• What you are asked to do: Reproduce the lines starting with the line that contains "of the blue" and going on through the line that contains "x=499, y=662", substituting "anchor point" for every "reference point" and leaving everything else unchanged.

• Dataset extract:
+++++
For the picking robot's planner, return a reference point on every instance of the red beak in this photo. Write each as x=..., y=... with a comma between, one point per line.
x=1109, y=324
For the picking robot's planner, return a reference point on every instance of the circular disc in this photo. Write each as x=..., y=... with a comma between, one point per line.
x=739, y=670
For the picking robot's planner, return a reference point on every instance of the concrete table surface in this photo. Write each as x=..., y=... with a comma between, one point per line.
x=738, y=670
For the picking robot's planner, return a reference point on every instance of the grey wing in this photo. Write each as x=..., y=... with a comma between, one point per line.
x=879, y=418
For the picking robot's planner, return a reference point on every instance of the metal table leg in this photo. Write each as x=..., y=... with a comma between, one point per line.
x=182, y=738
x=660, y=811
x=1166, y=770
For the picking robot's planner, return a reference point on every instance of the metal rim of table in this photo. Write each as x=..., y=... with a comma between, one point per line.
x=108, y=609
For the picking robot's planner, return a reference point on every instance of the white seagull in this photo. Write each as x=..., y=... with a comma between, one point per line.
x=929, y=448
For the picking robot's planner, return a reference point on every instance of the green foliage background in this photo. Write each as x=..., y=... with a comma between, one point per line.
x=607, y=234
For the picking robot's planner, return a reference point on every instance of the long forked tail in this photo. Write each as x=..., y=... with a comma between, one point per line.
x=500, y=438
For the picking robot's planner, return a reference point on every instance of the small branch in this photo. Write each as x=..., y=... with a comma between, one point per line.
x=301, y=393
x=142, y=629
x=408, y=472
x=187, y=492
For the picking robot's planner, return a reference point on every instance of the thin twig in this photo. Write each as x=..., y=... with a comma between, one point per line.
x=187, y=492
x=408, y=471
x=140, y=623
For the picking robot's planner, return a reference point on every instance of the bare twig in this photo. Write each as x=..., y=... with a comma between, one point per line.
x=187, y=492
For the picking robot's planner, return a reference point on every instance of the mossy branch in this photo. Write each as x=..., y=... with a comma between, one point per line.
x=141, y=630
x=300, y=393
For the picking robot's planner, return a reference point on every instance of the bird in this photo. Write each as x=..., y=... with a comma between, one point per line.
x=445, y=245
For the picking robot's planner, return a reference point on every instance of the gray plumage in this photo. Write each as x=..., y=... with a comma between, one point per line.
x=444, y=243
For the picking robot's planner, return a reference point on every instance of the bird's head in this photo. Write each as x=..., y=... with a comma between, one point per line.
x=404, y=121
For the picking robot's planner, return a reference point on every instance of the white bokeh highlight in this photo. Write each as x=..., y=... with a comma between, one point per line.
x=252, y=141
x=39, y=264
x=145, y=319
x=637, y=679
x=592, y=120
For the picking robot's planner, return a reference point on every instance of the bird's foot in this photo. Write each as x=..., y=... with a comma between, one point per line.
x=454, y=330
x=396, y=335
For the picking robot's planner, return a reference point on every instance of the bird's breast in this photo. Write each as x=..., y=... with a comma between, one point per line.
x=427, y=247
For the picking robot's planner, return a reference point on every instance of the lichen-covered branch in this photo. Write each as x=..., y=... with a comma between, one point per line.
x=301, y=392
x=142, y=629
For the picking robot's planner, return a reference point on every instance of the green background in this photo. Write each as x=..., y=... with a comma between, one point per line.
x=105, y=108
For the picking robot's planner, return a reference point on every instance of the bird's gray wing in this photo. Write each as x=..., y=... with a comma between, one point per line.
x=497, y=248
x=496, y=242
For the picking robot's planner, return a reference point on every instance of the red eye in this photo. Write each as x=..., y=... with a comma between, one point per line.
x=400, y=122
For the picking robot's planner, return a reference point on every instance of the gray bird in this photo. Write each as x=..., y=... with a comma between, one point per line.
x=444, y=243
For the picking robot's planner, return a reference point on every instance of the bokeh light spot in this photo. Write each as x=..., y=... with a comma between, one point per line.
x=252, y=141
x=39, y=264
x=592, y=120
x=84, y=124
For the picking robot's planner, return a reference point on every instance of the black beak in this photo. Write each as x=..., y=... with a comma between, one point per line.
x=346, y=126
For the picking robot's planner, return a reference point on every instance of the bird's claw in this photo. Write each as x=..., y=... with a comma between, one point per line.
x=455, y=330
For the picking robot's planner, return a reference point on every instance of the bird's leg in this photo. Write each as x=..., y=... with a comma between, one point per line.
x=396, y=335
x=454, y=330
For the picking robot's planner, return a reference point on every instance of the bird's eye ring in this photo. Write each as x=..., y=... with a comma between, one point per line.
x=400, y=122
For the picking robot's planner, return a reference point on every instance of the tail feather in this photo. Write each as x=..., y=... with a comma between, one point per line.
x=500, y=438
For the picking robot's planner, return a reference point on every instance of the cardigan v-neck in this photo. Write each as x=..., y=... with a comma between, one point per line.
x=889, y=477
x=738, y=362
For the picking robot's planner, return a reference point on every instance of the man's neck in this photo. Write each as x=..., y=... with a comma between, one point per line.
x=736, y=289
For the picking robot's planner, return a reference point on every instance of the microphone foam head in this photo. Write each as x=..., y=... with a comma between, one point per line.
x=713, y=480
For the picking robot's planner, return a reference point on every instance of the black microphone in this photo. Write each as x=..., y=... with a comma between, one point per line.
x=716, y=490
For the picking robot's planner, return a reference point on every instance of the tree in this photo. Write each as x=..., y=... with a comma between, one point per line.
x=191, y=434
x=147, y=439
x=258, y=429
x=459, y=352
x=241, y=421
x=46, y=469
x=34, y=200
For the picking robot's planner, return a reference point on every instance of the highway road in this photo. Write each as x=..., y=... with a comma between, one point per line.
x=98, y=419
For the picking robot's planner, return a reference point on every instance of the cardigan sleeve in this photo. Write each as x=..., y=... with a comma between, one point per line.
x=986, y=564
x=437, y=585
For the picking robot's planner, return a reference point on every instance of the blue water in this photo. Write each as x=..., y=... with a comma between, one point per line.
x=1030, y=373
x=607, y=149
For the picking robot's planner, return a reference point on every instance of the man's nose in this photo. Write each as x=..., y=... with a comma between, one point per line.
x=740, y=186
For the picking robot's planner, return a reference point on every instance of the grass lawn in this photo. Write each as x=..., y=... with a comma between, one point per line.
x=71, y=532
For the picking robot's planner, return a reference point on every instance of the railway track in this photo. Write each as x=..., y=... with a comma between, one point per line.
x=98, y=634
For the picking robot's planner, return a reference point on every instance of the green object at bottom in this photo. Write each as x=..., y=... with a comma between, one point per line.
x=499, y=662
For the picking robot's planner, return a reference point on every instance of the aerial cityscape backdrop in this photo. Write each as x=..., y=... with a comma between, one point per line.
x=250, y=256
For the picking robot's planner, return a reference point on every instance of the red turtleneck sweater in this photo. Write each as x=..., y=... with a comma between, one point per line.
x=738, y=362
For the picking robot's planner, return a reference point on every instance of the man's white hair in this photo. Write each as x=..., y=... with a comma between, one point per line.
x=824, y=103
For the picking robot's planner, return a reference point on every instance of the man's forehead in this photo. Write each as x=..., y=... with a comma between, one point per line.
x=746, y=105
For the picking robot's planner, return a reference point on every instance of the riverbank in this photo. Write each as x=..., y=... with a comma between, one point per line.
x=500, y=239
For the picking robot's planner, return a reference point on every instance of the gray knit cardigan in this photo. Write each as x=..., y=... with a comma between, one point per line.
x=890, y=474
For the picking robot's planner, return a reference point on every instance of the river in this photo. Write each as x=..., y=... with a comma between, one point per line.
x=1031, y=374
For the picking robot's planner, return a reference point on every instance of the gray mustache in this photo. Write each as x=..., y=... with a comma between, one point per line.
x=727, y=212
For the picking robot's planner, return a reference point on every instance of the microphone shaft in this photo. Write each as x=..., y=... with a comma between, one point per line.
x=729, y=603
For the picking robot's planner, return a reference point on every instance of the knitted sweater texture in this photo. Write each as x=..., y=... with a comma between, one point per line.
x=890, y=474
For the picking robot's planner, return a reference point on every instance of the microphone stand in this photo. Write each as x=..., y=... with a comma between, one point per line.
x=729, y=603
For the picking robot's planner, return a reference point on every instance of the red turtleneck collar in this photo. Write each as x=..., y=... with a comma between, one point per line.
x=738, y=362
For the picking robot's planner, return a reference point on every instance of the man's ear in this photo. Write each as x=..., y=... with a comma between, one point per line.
+++++
• Result of this exercise:
For the picking robot's planner, return a anchor point on every instance of the blue water in this photo. Write each as x=..., y=... with a comma between, one point per line.
x=1030, y=373
x=607, y=149
For the picking robot's planner, return a anchor point on every instance of the man's nose in this photo. Write each as x=..., y=... with a comma between, one point per line.
x=740, y=186
For the picking robot's planner, return a anchor point on every instance of the grass lawn in this photo. Write each as x=..., y=... with a comma between, one point per line.
x=71, y=532
For the picking robot's planner, return a anchor point on every instance of the railway track in this photo. Write each as x=..., y=... with a comma between, one point per line.
x=98, y=634
For the picking robot's planner, return a anchor point on every instance of the green object at bottom in this photo. Write each as x=..., y=... with a comma between, one point per line.
x=499, y=662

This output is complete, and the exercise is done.